REQUIRED ACTION => Each line that includes the word "thorax" should be copied from the records.

SUPPLIED RECORDS =>

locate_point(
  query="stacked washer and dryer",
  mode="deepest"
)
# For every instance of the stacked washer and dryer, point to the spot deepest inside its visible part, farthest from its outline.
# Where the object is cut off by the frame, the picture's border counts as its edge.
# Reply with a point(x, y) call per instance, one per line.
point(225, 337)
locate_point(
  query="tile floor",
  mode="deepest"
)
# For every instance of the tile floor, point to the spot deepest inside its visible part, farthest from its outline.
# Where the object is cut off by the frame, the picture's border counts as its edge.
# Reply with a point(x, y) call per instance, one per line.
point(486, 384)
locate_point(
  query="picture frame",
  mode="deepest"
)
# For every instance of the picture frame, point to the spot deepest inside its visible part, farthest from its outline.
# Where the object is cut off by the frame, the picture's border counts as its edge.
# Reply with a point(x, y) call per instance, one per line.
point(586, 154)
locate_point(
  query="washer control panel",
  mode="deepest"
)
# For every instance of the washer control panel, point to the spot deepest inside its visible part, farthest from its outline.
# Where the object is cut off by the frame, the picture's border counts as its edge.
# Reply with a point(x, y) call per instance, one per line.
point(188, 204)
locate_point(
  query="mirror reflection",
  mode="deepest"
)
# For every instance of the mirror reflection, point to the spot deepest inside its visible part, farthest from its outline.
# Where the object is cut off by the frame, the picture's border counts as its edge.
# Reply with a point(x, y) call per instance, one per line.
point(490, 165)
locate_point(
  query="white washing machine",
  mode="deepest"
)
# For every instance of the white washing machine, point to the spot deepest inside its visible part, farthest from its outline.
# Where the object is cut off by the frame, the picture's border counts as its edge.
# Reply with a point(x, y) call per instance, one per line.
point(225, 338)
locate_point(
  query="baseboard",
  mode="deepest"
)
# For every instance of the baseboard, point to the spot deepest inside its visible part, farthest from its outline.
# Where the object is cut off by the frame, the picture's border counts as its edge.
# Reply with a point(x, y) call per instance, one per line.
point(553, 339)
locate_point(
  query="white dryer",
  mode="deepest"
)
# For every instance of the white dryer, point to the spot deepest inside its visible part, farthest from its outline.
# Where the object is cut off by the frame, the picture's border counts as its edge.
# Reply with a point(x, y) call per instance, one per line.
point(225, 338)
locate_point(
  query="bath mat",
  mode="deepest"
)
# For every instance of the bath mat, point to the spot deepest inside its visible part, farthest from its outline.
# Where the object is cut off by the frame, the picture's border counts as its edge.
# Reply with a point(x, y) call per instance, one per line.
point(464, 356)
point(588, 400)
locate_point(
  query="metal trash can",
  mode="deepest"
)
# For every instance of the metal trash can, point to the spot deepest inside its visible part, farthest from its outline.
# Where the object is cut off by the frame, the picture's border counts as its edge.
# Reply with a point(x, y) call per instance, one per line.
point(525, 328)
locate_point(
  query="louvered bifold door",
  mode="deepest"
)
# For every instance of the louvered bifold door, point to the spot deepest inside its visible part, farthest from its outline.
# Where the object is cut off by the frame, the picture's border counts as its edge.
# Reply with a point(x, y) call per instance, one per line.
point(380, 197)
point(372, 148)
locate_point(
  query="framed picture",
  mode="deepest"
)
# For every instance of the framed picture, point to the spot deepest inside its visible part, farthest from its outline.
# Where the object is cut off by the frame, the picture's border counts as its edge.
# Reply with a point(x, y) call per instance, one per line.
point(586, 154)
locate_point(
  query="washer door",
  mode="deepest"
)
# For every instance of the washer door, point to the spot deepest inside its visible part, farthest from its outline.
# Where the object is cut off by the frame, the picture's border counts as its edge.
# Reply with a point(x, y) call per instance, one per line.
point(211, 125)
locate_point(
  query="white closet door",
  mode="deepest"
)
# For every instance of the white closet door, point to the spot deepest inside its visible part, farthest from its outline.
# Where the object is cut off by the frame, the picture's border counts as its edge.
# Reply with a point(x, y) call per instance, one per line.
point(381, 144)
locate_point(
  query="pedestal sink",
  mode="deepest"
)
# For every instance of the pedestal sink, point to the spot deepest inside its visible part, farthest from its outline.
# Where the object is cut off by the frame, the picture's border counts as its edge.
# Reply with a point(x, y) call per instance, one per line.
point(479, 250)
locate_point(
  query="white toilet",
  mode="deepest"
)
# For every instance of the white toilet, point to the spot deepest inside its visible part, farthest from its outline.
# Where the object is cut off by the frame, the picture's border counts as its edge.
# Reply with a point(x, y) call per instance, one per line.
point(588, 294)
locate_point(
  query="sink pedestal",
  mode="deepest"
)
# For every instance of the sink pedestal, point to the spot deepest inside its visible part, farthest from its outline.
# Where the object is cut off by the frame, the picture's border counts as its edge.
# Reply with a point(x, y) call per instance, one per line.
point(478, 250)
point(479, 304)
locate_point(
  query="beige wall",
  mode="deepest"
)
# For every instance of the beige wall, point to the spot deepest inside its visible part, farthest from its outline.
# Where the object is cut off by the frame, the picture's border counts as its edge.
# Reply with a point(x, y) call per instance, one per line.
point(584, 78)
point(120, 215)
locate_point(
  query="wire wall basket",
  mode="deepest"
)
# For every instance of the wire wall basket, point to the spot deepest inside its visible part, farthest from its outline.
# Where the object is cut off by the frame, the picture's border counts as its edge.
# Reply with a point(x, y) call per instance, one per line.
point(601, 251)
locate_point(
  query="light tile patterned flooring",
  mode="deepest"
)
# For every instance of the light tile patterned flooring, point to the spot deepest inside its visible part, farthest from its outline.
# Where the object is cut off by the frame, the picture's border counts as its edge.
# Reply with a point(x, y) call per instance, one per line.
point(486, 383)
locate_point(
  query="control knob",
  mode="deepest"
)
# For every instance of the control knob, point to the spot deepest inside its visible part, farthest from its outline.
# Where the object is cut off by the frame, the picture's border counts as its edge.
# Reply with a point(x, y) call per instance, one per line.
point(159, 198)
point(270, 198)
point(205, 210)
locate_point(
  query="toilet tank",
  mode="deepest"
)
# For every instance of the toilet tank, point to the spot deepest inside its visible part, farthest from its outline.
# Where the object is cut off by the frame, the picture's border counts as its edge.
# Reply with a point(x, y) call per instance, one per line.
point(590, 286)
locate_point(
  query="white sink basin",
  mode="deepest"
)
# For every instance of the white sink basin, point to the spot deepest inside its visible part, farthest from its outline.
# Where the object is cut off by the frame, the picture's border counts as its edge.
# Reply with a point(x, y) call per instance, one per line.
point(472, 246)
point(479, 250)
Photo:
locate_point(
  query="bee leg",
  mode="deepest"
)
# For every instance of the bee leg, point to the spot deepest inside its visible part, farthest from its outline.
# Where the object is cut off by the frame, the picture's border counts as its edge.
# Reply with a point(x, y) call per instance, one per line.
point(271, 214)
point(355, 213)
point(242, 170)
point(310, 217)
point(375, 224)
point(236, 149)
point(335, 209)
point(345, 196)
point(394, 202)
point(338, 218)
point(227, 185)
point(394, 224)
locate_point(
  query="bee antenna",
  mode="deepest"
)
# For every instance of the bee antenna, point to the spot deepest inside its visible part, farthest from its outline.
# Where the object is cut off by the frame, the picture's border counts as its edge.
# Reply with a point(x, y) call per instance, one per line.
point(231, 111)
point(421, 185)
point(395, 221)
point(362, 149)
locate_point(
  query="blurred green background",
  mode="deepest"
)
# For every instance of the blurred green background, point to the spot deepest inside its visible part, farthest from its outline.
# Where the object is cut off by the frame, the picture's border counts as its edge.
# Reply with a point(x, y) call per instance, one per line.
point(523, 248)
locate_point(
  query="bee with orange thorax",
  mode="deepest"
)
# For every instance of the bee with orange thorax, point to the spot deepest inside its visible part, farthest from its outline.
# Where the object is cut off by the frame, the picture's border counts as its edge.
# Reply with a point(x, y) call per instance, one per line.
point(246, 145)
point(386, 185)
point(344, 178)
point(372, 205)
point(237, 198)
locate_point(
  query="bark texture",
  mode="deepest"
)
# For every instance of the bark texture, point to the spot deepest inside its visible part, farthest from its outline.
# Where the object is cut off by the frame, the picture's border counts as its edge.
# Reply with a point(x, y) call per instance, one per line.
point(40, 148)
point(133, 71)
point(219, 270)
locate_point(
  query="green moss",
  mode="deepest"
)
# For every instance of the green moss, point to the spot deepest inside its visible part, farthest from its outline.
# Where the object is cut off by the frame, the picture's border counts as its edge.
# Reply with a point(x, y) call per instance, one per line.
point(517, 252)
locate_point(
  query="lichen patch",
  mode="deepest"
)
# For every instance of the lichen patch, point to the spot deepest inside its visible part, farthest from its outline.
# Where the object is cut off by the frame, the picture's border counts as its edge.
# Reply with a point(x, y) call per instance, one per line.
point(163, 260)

REPLY TO THE TASK =>
  query="bee with orange thorax",
# For every instance of the bee with orange thorax, point to the spot deepest inside its visible part, farthest from its outline.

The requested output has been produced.